In the passage comparing living costs in Barranquilla and Costa Rica, what is the hourly price of hiring a taxi in Barranquilla?

### SUPPLIED PASSAGE
*-*-*
Third question, what life can you afford? I never really learned personal finance management. I grew-up poor. As my sister says, our idea of budgeting was when you had money you spent it. Since I came late to retirement planning being in a place that enables me to add income to my lifestyle, without working 12 to 14 hours a day, as I have, is really important to me. Costa Rica is saturated by North Americans and other foreigners who have put the level of living way past what many native Costa Ricans can afford. A two bedroom apartment in a nice upscale area in Costa Rica’s central valley, where the capital city of San Jose is located, comparable to a $600/month apartment in Barranquilla, can go from $1200 and up a month. You can buy a decent two to three bedroom house or apartment in Barranquilla for about $80,000 to $150,000 in a middle class neighborhood. In San Jose, Costa Rica that same house of apartment would cost $200,000 to $400,000 depending on the neighborhood. In Barranquilla you can hire a taxi for about $7 an hour to drive you around. In Costa Rica the price is more like $20/hr. Food costs are comparable in both places. I can get away with spending about $300/month for one. Because Barranquilla is markedly hotter than Costa Rica’s central valley, and I use the A/C a lot, my household costs can be about $300/month, including basic cable. In San Jose the cost would be about half that or $150/month, including basic cable. It is my entertainment expenses that are high. Excluding travel I can spend about $500/month just hanging out. An income of between $20,000 and $25,000/yr. would do me well in Barranquilla. In San Jose, I think I would need more like $30,000 to $35,000. In addition to a lower cost of living, many people describe Colombia as an emerging market. My analysis indicates that they are right, especially Barranquilla and the surrounding area where there are significant opportunities for business development and property investment.
*-*-*
### RECORDED INFORMATION
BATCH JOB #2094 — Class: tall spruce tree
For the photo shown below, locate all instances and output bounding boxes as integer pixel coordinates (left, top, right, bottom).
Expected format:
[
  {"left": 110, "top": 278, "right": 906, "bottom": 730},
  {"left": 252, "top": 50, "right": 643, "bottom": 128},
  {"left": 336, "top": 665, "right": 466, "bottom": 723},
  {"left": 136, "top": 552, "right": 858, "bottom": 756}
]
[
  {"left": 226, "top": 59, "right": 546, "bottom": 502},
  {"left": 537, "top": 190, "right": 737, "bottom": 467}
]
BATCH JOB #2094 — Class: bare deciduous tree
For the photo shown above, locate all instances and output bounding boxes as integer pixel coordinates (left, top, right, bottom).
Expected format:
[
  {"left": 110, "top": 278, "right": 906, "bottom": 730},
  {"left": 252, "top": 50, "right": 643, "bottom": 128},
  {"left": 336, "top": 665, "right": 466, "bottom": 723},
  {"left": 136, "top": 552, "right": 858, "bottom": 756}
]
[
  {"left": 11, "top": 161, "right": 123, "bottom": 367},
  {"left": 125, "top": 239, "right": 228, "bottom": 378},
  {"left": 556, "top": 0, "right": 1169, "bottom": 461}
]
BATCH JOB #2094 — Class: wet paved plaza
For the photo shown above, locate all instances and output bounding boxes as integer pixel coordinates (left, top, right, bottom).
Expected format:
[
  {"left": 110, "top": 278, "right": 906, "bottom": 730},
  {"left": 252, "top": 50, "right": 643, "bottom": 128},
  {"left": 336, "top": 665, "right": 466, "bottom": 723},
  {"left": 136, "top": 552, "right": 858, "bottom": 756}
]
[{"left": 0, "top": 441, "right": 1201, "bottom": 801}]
*-*-*
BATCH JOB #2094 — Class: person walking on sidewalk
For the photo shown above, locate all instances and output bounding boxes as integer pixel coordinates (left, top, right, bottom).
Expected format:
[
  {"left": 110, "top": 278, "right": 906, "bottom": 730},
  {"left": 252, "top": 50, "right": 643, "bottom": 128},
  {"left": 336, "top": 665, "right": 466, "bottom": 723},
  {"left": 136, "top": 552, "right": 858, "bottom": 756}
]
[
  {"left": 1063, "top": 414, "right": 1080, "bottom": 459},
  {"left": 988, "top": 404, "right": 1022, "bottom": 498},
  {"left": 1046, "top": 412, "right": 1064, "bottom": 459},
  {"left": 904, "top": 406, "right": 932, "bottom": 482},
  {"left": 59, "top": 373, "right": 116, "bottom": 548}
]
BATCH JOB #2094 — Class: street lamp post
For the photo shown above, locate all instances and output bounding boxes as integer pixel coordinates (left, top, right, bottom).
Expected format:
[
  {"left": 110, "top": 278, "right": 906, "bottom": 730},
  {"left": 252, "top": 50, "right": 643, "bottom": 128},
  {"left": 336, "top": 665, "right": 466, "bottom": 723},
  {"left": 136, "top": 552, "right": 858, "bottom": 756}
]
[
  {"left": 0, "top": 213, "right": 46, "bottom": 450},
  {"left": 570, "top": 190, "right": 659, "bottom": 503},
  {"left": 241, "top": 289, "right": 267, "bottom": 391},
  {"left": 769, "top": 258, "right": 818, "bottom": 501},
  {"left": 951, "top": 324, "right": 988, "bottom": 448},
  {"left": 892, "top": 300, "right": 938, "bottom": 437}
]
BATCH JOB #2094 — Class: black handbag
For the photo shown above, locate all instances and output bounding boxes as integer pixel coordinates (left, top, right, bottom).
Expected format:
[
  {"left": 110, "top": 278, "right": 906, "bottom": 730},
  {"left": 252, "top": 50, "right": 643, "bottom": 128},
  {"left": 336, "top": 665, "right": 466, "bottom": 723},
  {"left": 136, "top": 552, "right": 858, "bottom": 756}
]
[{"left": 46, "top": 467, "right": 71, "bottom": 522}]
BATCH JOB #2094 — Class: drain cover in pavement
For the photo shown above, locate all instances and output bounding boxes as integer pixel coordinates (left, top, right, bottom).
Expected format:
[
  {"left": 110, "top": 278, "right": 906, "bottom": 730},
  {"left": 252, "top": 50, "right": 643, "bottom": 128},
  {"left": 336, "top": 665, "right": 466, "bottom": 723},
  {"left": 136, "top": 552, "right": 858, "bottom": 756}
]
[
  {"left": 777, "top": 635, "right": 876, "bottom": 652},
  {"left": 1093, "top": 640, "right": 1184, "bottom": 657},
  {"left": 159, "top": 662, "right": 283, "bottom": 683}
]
*-*-*
### THE REPLY
About $7 an hour.